- Objective
In the items below, copy verbatim every line from the one containing "I'd really appreciate it if you could find the dark vehicle" down through the one containing "left=771, top=454, right=779, bottom=504", including both of those lines.

- Data listing

################

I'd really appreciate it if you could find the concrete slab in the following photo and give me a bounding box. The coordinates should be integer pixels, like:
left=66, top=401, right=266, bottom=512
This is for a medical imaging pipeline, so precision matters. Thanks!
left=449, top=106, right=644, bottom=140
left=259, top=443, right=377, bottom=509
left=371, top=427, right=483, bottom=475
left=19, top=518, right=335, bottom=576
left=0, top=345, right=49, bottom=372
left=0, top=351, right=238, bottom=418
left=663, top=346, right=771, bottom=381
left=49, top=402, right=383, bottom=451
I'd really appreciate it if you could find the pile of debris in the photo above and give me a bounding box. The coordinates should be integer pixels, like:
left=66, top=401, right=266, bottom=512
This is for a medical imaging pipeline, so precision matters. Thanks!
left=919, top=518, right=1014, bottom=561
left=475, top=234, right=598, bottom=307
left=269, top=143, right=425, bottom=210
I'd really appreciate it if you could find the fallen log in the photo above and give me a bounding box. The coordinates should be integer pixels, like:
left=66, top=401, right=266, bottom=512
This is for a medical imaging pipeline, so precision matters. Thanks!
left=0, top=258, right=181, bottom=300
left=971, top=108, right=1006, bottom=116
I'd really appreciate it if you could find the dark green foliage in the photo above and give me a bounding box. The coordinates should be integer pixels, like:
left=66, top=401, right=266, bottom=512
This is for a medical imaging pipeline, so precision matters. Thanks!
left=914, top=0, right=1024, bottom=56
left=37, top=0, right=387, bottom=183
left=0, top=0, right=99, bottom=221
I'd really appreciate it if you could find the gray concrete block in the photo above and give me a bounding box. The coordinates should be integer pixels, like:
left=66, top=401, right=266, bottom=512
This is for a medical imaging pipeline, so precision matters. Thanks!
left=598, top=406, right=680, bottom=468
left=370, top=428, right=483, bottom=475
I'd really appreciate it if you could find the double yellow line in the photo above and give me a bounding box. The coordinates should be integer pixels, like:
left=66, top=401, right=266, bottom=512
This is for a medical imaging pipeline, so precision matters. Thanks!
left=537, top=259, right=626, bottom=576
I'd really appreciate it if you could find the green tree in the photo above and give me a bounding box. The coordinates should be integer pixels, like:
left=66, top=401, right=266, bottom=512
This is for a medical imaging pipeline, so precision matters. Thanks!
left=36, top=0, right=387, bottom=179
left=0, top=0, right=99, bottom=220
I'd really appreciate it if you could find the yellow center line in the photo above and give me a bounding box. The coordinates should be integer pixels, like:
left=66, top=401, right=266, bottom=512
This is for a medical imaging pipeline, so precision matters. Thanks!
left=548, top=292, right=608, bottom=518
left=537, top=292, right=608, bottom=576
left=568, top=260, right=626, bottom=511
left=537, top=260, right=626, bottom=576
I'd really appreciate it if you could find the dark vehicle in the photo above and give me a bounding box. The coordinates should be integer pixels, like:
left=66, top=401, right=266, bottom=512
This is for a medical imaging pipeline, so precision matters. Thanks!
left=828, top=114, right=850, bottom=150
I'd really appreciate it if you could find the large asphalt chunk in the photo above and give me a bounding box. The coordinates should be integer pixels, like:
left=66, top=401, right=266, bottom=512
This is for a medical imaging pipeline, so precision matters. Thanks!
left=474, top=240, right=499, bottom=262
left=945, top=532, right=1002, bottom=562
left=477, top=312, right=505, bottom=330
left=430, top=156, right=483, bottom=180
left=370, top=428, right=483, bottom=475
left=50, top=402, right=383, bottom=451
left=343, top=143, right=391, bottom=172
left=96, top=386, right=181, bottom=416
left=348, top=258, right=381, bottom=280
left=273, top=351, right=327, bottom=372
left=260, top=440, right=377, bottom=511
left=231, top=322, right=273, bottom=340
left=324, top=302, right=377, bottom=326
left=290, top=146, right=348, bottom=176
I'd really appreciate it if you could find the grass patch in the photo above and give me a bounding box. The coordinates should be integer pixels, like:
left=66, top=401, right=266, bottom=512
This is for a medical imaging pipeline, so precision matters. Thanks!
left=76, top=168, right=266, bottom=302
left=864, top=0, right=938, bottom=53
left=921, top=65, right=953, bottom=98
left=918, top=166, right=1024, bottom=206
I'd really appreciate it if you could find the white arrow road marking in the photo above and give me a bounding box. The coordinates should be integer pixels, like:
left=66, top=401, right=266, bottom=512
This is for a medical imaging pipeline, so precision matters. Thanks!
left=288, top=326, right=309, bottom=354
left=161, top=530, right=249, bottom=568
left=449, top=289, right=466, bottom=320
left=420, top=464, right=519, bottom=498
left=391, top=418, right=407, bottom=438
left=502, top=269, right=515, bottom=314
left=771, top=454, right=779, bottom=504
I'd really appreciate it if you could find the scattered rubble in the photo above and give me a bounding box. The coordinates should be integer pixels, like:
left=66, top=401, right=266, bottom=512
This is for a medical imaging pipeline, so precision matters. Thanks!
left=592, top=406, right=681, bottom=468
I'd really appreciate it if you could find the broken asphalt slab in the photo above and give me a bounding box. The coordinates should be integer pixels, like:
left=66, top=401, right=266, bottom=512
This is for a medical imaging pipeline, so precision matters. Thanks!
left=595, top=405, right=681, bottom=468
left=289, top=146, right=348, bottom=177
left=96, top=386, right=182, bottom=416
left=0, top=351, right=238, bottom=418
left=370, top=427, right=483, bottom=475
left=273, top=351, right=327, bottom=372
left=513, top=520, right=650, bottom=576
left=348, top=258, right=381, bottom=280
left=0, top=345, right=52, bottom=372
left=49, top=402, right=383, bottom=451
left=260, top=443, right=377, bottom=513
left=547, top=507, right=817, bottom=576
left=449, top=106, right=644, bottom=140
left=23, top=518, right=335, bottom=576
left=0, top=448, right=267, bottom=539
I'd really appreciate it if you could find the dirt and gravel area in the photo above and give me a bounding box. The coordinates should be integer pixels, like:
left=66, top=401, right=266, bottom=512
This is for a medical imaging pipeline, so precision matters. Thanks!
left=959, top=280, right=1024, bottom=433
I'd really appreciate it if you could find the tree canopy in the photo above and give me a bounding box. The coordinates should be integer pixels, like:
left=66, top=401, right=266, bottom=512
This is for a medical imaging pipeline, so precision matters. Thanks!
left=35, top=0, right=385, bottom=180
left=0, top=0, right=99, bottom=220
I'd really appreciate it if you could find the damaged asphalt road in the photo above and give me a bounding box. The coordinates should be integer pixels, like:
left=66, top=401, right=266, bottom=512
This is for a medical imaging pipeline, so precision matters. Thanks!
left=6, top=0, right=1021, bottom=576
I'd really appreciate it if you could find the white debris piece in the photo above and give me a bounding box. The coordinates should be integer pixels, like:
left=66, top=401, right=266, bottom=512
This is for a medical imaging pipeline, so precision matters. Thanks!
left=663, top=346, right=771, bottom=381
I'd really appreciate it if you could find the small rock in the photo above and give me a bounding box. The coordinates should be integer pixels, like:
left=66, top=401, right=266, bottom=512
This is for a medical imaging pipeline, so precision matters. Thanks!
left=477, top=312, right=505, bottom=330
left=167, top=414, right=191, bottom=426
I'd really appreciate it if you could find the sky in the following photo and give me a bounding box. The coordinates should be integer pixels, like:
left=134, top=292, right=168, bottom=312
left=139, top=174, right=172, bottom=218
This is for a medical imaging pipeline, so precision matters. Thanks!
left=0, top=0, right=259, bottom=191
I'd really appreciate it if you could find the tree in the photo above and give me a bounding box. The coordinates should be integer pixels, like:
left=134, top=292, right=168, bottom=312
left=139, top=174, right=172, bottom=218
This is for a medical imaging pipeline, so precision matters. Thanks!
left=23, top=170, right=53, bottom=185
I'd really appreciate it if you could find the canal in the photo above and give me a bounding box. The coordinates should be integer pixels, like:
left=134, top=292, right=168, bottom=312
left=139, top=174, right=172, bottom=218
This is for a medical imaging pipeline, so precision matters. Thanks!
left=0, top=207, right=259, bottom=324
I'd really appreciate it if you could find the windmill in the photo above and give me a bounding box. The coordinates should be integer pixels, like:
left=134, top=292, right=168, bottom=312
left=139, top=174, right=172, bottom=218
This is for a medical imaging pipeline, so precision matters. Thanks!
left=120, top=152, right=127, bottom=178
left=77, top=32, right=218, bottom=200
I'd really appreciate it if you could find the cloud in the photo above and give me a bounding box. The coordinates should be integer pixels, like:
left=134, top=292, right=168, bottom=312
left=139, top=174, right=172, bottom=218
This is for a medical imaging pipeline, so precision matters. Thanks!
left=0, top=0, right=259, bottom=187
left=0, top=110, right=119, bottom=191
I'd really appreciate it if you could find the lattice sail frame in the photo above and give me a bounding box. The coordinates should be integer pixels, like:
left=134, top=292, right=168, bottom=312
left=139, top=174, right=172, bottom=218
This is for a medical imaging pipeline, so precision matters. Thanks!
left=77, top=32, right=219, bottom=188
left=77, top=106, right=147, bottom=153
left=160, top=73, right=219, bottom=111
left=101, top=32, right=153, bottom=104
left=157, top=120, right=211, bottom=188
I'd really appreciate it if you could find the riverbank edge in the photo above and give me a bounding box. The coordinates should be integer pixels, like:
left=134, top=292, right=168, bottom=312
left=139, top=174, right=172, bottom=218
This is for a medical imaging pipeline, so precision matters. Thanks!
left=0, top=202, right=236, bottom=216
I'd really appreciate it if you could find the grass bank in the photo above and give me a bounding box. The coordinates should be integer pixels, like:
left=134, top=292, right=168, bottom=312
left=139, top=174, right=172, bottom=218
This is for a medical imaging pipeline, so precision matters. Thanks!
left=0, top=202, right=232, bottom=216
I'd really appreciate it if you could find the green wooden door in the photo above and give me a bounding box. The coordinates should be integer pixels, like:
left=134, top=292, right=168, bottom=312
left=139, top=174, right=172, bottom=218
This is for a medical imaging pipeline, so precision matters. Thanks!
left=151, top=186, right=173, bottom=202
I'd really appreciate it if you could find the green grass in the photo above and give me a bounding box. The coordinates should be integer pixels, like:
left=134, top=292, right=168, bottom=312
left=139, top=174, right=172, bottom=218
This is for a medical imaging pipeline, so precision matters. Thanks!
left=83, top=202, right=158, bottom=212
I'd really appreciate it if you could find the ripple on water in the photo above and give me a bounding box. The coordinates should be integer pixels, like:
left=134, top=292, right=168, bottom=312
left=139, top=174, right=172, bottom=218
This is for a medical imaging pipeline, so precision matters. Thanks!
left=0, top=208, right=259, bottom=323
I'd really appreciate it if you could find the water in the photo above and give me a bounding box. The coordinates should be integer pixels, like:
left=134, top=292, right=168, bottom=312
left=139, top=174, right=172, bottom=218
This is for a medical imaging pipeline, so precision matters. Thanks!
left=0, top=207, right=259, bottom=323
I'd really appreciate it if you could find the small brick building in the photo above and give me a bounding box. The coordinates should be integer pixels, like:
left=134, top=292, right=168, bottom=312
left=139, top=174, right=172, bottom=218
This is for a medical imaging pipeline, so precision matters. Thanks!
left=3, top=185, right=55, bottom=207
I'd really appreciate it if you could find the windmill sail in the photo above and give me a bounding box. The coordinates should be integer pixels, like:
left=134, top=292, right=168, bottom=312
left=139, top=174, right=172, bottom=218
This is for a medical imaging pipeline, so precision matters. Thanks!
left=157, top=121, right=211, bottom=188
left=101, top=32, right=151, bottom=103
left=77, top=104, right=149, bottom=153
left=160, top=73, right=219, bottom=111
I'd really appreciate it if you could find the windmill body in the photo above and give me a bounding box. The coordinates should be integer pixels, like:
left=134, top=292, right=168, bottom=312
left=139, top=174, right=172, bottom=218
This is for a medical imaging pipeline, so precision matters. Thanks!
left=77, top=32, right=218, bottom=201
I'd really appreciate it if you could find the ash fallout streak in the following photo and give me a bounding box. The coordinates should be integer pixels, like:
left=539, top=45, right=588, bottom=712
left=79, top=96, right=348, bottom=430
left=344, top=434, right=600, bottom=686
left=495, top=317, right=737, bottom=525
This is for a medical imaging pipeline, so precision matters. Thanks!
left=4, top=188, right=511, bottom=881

################

- Full output
I'd really appreciate it if you could find the dark vehicle in the photo above and give me a bounding box. The coordinates should be integer pixels, like:
left=66, top=401, right=266, bottom=512
This is for a medical imaging pipeline, so precision matters. Thanks!
left=828, top=114, right=850, bottom=150
I'd really appreciate it if you could find the large asphalt chunk in the photo above and give me a bounding box. The coordinates should be integer pixels, like:
left=66, top=401, right=266, bottom=512
This is for a medical imaging pipeline, so precision matters. Thanks!
left=474, top=240, right=499, bottom=262
left=945, top=532, right=1002, bottom=562
left=477, top=312, right=505, bottom=330
left=430, top=156, right=483, bottom=180
left=370, top=428, right=483, bottom=475
left=50, top=402, right=383, bottom=451
left=343, top=143, right=391, bottom=172
left=96, top=386, right=181, bottom=416
left=348, top=258, right=381, bottom=280
left=273, top=351, right=327, bottom=372
left=260, top=440, right=377, bottom=511
left=231, top=322, right=273, bottom=340
left=324, top=302, right=377, bottom=326
left=290, top=146, right=348, bottom=176
I'd really appreciate it if you could find the grass patch in the photo above and give me a bounding box. The coordinates should be integer pixels, like:
left=66, top=401, right=266, bottom=512
This is for a medical imaging pipeline, so precision matters. Thanks!
left=76, top=168, right=266, bottom=302
left=864, top=0, right=938, bottom=53
left=921, top=65, right=953, bottom=98
left=918, top=166, right=1024, bottom=206
I'd really appreciate it if you could find the white arrow road marking in the photo above and give me a bounding box. The coordinates should be integer pixels, like:
left=66, top=401, right=266, bottom=512
This is for a medical imaging pipeline, so precision matters. Thanks!
left=288, top=326, right=309, bottom=354
left=161, top=530, right=249, bottom=568
left=449, top=289, right=466, bottom=320
left=420, top=464, right=519, bottom=498
left=391, top=418, right=407, bottom=438
left=502, top=269, right=515, bottom=314
left=771, top=454, right=779, bottom=504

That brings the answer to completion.